• _Exercise aim_
Look through the material below. Copy every line with the string "seaweed" in it.
►
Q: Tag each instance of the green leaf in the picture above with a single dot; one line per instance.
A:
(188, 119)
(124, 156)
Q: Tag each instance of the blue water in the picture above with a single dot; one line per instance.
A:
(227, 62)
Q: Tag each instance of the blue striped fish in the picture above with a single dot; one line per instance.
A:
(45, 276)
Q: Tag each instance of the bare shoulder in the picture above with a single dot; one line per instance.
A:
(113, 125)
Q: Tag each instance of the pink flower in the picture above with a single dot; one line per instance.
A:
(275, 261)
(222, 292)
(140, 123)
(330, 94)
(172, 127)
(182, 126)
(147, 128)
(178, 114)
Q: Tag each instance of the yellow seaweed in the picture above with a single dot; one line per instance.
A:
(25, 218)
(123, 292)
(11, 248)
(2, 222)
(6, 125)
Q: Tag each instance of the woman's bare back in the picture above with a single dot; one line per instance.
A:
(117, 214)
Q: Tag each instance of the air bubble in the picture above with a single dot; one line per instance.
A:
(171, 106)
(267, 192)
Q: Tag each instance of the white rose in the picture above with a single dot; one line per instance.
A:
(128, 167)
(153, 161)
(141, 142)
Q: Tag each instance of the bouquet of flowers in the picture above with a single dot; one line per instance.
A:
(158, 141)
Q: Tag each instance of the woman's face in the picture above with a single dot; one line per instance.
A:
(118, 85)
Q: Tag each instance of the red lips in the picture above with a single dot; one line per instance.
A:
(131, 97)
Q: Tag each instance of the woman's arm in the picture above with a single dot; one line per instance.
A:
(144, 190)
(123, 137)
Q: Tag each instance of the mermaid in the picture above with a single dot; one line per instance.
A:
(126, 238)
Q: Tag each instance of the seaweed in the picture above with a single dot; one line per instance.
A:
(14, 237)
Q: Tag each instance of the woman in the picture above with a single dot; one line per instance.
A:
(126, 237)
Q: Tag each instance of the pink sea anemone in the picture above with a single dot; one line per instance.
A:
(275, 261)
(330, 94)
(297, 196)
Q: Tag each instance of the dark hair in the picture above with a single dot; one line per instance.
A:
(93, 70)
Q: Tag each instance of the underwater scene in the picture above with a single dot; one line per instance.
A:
◄
• _Answer_
Q: Tag each instance of the yellow seaweed in the picture above with a single dot; one line per instance.
Q: Tag each instance of the seaweed in the picture above with a single dot; one line per instance.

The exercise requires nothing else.